*** Opening Extract to read ***

- Directed by: Denys Desjardins
- Written by: Denys Desjardins
- Produced by: National Film Board of Canada
- Cinematography: Alex Margineanu
- Edited by: Vincent Guignard
- Distributed by: National Film Board of Canada
- Release date: February 18, 2006 (Rendez-vous du Cinéma Québécois);
- Running time: 50 minutes
- Country: Canada
- Languages: French English

= Rebels with a Camera =

Rebels with a Camera (French: Le direct avant la lettre) is a 2006 documentary film by Quebec director Denys Desjardins produced by the National Film Board of Canada (NFB). The title is a reference to the film Rebel Without a Cause

==Synopsis==
Where does cinéma vérité come from? Who were its predecessors and what did they create? Compelled by the urge to get closer to the people in front of the camera, cinema vérité sprouted in a context of unprecedented creative freedom. Avant-garde techniques and the pioneering filmmakers behind them, notably National Film Board of Canada icon Michel Brault, set the stage for a new movie-making philosophy born in the ‘50s and ‘60s, a philosophy whose influence lives on in virtually every facet of today's media.

Denys Desjardins recounts the story of a collective of rebel artists who revolutionized shooting and production methods within the backdrop of Quebec's Quiet Revolution. Interviews with forerunners Michel Brault, Roger Blais, Wolf Koenig, Denys Arcand, Marcel Carrière, Roman Kroitor, Terence Macartney-Filgate, Fernand Dansereau, Claude Fournier, Jean-Claude Labrecque, Jacques Giraldeau, and others, revisit a pivotal turning point in the evolution of modern film.

==Award==

- Awarded by the Quebec Film Critics Association for Best medium length Documentary of 2005.

*** Closing Extract to read ***
*** Opening Data under study ***

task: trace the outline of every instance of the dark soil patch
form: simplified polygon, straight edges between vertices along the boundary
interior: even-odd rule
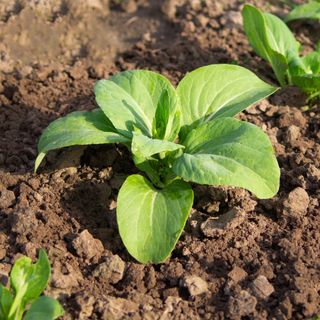
[[[275,82],[243,34],[240,1],[167,1],[165,13],[159,1],[112,2],[111,11],[108,1],[92,1],[98,8],[88,9],[89,2],[79,1],[78,11],[70,9],[72,1],[0,4],[1,281],[7,283],[21,254],[35,258],[45,248],[53,265],[46,293],[61,301],[64,319],[307,319],[319,313],[320,113],[318,105],[302,111],[304,97],[295,89],[240,116],[273,142],[278,195],[260,201],[241,189],[196,186],[186,229],[162,265],[136,263],[118,234],[117,193],[136,172],[126,150],[60,150],[49,154],[42,173],[32,173],[43,128],[71,110],[93,108],[94,82],[118,71],[147,68],[177,82],[201,65],[238,63]],[[287,9],[268,7],[279,14]],[[29,27],[36,10],[41,14]],[[309,50],[320,25],[296,26]],[[71,42],[62,37],[67,33]],[[23,50],[32,44],[37,48]],[[214,217],[222,229],[213,228]]]

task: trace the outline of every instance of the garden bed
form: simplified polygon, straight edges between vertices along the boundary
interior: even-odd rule
[[[51,152],[33,173],[42,130],[95,106],[93,84],[149,69],[177,83],[196,67],[237,63],[269,83],[271,68],[244,35],[241,1],[0,4],[0,279],[46,249],[46,294],[64,319],[308,319],[320,312],[320,113],[285,88],[240,115],[270,137],[280,191],[194,186],[176,249],[142,265],[117,229],[117,194],[137,172],[125,148]],[[250,1],[276,14],[288,8]],[[184,4],[183,4],[184,3]],[[180,6],[181,4],[181,6]],[[32,21],[32,23],[30,22]],[[308,52],[319,22],[291,24]],[[217,219],[214,219],[217,218]],[[217,223],[217,221],[219,223]]]

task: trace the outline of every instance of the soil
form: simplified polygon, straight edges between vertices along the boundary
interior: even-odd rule
[[[280,1],[249,1],[288,12]],[[53,4],[54,3],[54,4]],[[75,5],[75,3],[77,5]],[[242,1],[2,1],[0,4],[0,280],[45,248],[46,294],[63,319],[309,319],[320,312],[320,112],[285,88],[240,115],[270,136],[281,188],[258,200],[237,188],[194,186],[195,204],[168,261],[141,265],[115,220],[136,172],[120,146],[48,155],[53,119],[95,106],[97,79],[156,70],[177,83],[194,68],[238,63],[275,83],[243,33]],[[319,22],[290,27],[310,51]]]

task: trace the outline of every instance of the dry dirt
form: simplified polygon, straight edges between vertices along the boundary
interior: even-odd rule
[[[275,83],[244,36],[242,1],[160,3],[1,1],[0,280],[21,254],[45,248],[46,294],[63,304],[63,319],[309,319],[320,312],[320,112],[298,90],[240,115],[273,142],[278,195],[195,186],[185,231],[161,265],[138,264],[118,234],[117,193],[136,172],[125,149],[52,152],[33,173],[42,130],[93,108],[97,79],[146,68],[177,83],[198,66],[238,63]],[[318,22],[291,27],[305,51],[319,40]]]

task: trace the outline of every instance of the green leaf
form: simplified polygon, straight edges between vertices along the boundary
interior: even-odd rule
[[[292,83],[309,95],[309,99],[320,96],[320,74],[292,76]]]
[[[300,44],[287,25],[271,13],[263,13],[266,21],[268,44],[290,61],[291,56],[299,55]]]
[[[152,124],[154,138],[168,141],[177,138],[180,129],[180,105],[176,103],[176,99],[177,95],[169,95],[167,90],[162,92]]]
[[[38,143],[35,171],[48,151],[63,147],[88,144],[128,142],[101,110],[72,112],[50,123]]]
[[[10,316],[21,306],[37,299],[46,288],[51,273],[50,262],[44,250],[40,250],[38,261],[32,264],[28,257],[18,259],[10,274],[10,283],[15,291]]]
[[[141,133],[134,132],[131,144],[131,151],[134,155],[144,159],[168,151],[175,151],[184,148],[183,145],[174,142],[148,138]]]
[[[302,58],[303,64],[306,68],[306,73],[320,74],[320,53],[311,52]]]
[[[141,263],[168,258],[184,228],[193,203],[189,184],[175,180],[158,190],[132,175],[118,195],[117,221],[129,253]]]
[[[285,17],[286,22],[297,19],[320,19],[320,2],[310,1],[297,6]]]
[[[288,64],[299,56],[300,44],[278,17],[252,5],[242,10],[244,30],[255,52],[268,61],[279,83],[286,83]]]
[[[11,305],[13,303],[13,297],[10,291],[0,283],[0,319],[7,319]]]
[[[183,106],[182,125],[190,129],[211,119],[232,117],[276,90],[236,65],[198,68],[188,73],[177,88]]]
[[[173,171],[183,179],[242,187],[258,198],[277,193],[279,166],[268,136],[255,125],[220,118],[194,129],[182,143],[186,148]]]
[[[32,303],[24,320],[54,320],[63,314],[64,310],[57,300],[41,296]]]
[[[152,123],[163,92],[175,113],[178,99],[171,83],[160,74],[146,70],[121,72],[110,80],[100,80],[94,88],[96,101],[115,128],[127,137],[134,128],[152,137]]]

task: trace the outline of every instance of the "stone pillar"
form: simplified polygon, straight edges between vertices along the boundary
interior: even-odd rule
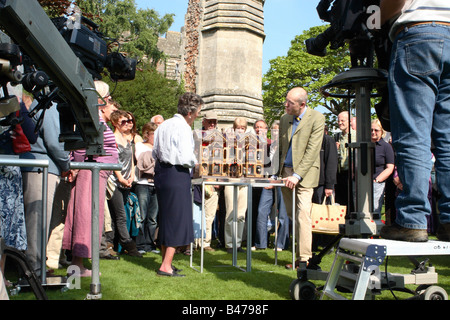
[[[252,125],[263,118],[264,0],[197,1],[203,9],[196,93],[205,111],[217,112],[219,127],[236,117]]]

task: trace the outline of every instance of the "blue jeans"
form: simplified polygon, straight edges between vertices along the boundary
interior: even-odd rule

*** Closing Data under study ***

Please retype the stretch of the Rebels with a Camera article above from "Denys Desjardins recounts" through "Documentary of 2005.", keeping every word and punctuation mark unchanged.

Denys Desjardins recounts the story of a collective of rebel artists who revolutionized shooting and production methods within the backdrop of Quebec's Quiet Revolution. Interviews with forerunners Michel Brault, Roger Blais, Wolf Koenig, Denys Arcand, Marcel Carrière, Roman Kroitor, Terence Macartney-Filgate, Fernand Dansereau, Claude Fournier, Jean-Claude Labrecque, Jacques Giraldeau, and others, revisit a pivotal turning point in the evolution of modern film.

==Award==

- Awarded by the Quebec Film Critics Association for Best medium length Documentary of 2005.